All that is wanted is the exact lines from the first line of the data below through the line with "dried mushroom slice", both ends included, with pictures omitted.
● ● ● ● ●
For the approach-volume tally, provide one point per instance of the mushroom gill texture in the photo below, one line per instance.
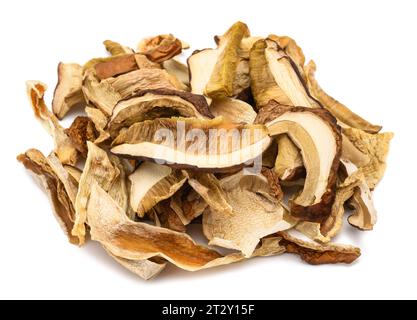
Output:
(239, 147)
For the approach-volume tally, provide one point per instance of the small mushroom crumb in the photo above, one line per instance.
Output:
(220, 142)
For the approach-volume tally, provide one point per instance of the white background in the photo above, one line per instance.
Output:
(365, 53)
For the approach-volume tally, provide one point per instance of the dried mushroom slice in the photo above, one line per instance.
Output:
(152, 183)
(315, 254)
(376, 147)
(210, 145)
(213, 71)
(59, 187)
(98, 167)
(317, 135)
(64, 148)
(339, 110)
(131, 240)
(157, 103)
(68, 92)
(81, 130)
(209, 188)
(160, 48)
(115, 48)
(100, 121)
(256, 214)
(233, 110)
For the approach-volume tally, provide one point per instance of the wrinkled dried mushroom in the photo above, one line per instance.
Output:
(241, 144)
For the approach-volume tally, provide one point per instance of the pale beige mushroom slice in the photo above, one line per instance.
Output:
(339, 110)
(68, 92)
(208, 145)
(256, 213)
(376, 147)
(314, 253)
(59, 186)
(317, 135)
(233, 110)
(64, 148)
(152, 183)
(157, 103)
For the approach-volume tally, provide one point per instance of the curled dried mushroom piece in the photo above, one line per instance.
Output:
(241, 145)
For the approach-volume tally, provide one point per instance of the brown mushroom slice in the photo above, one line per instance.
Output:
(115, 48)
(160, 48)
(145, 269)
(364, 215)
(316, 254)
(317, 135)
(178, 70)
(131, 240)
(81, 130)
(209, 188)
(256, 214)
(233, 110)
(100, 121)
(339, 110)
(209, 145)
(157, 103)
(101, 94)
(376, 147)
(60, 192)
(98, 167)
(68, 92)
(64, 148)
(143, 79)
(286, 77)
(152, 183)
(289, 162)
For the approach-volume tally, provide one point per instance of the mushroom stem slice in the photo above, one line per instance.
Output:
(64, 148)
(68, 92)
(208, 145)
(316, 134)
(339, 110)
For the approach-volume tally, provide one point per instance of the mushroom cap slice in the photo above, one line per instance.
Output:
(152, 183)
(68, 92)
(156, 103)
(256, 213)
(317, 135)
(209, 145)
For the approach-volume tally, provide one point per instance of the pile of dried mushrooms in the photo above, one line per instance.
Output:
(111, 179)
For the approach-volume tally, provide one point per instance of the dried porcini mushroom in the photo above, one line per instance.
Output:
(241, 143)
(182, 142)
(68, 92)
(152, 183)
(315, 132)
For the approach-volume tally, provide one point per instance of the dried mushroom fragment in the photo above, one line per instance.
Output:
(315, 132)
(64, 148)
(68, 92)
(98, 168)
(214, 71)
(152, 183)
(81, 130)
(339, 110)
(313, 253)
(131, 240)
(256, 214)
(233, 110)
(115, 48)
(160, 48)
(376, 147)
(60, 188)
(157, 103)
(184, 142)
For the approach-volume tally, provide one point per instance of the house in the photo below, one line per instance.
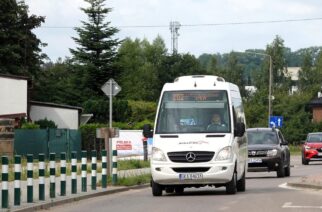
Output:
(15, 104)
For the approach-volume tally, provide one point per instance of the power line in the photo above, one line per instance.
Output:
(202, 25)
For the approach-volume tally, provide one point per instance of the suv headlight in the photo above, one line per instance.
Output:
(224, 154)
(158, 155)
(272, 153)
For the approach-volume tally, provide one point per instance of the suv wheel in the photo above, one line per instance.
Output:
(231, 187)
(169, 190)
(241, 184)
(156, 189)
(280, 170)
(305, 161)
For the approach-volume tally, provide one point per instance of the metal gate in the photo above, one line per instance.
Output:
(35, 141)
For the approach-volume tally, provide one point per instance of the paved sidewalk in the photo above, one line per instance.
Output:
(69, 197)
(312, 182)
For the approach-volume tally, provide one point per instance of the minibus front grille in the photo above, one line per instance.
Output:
● ● ● ● ●
→ **Task response**
For the approach-volume tally, provide one point per instance of the mushroom gill texture in the photo below, one line per instance.
Output:
(239, 147)
For the approach-volume tally, provide one point per instance of the small mushroom crumb in the photo above, one line per instance.
Output:
(220, 142)
For the approach-volume tally, provide one point per instance of the white background in the photo above, one line per instance.
Output:
(365, 53)
For the approach-volume tally, provide one point per instance of the dried mushroom slice in the photo above, one line per instance.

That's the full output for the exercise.